◆ Work instructions:
a – Answer these from the Avro post below, one answer per line, marked to match:
(i) What generates the Avro file the poster wants to read?
(ii) Which NuGet package does the poster use?
(iii) What type does the schema give the field "SequenceNumber"?
b – Write out the section of the Avro post below that starts with "Using NuGet package" and goes on through "reader = AvroContainer.CreateReader<EventData>(stream))".

Deserialize an Avro file with C#
Asked Answered
A

6

19

I can't find a way to deserialize an Apache Avro file with C#. The Avro file is a file generated by the Archive feature in Microsoft Azure Event Hubs.

With Java I can use Avro Tools from Apache to convert the file to JSON:

java -jar avro-tools-1.8.1.jar tojson --pretty inputfile > output.json

Using NuGet package Microsoft.Hadoop.Avro I am able to extract SequenceNumber, Offset and EnqueuedTimeUtc, but since I don't know what type to use for Body an exception is thrown. I've tried with Dictionary<string, object> and other types.

static void Main(string[] args)
{
    var fileName = "...";

    using (Stream stream = new FileStream(fileName, FileMode.Open, FileAccess.Read, FileShare.Read))
    {
        using (var reader = AvroContainer.CreateReader<EventData>(stream))
        {
            using (var streamReader = new SequentialReader<EventData>(reader))
            {
                var record = streamReader.Objects.FirstOrDefault();
            }
        }
    }
}

[DataContract(Namespace = "Microsoft.ServiceBus.Messaging")]
public class EventData
{
    [DataMember(Name = "SequenceNumber")]
    public long SequenceNumber { get; set; }

    [DataMember(Name = "Offset")]
    public string Offset { get; set; }

    [DataMember(Name = "EnqueuedTimeUtc")]
    public string EnqueuedTimeUtc { get; set; }

    [DataMember(Name = "Body")]
    public foo Body { get; set; }

    // More properties...
}

The schema looks like this:

{
  "type": "record",
  "name": "EventData",
  "namespace": "Microsoft.ServiceBus.Messaging",
  "fields": [
    {
      "name": "SequenceNumber",
      "type": "long"
    },
    {
      "name": "Offset",
      "type": "string"
    },
    {
      "name": "EnqueuedTimeUtc",
      "type": "string"

◆ Material:
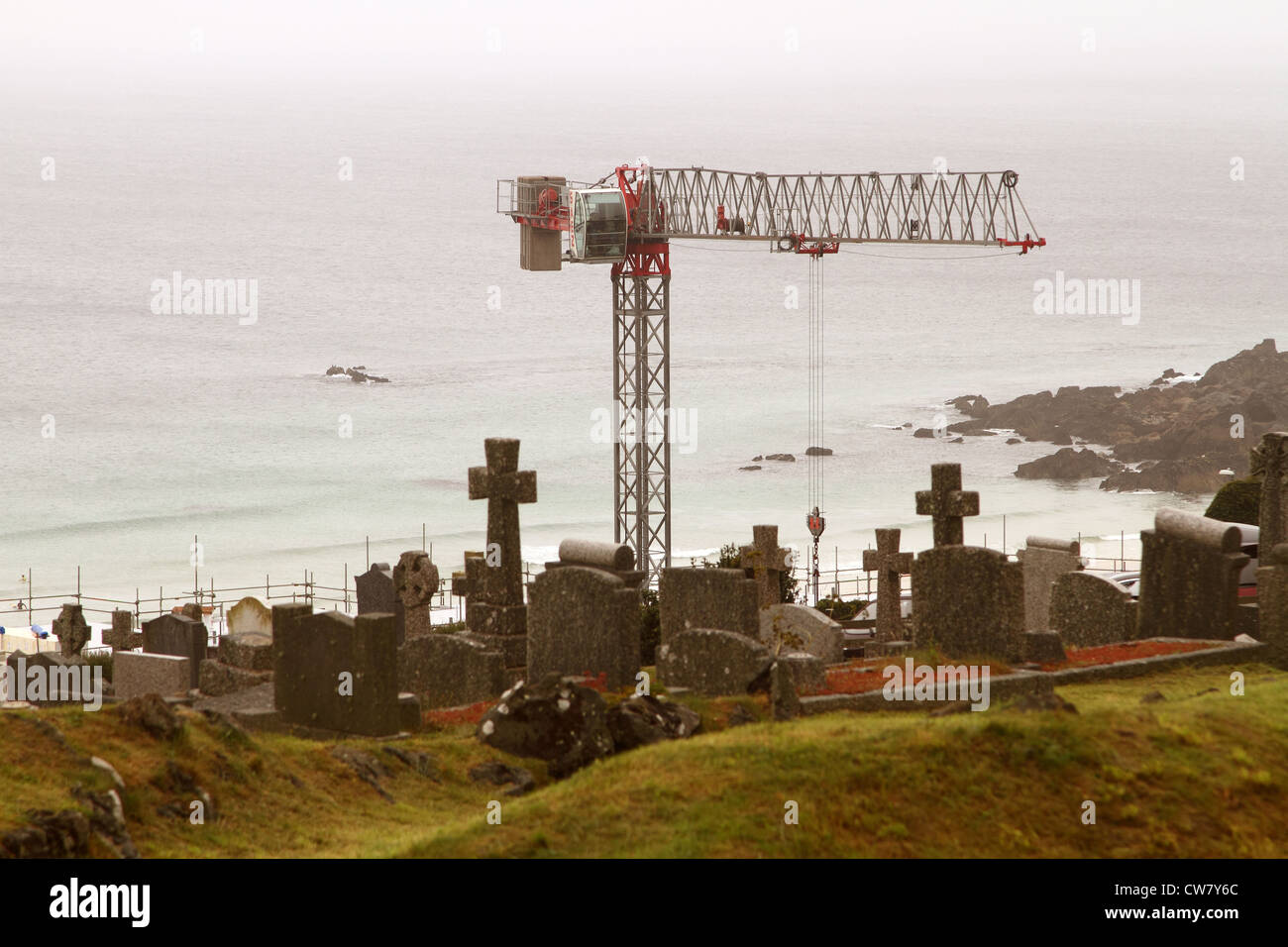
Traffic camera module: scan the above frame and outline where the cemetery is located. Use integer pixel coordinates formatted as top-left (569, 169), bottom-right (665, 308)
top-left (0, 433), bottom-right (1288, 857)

◆ Results for the exercise:
a –
(i) The Archive feature in Microsoft Azure Event Hubs.
(ii) Microsoft.Hadoop.Avro.
(iii) long.

b –
Using NuGet package Microsoft.Hadoop.Avro I am able to extract SequenceNumber, Offset and EnqueuedTimeUtc, but since I don't know what type to use for Body an exception is thrown. I've tried with Dictionary<string, object> and other types.

static void Main(string[] args)
{
    var fileName = "...";

    using (Stream stream = new FileStream(fileName, FileMode.Open, FileAccess.Read, FileShare.Read))
    {
        using (var reader = AvroContainer.CreateReader<EventData>(stream))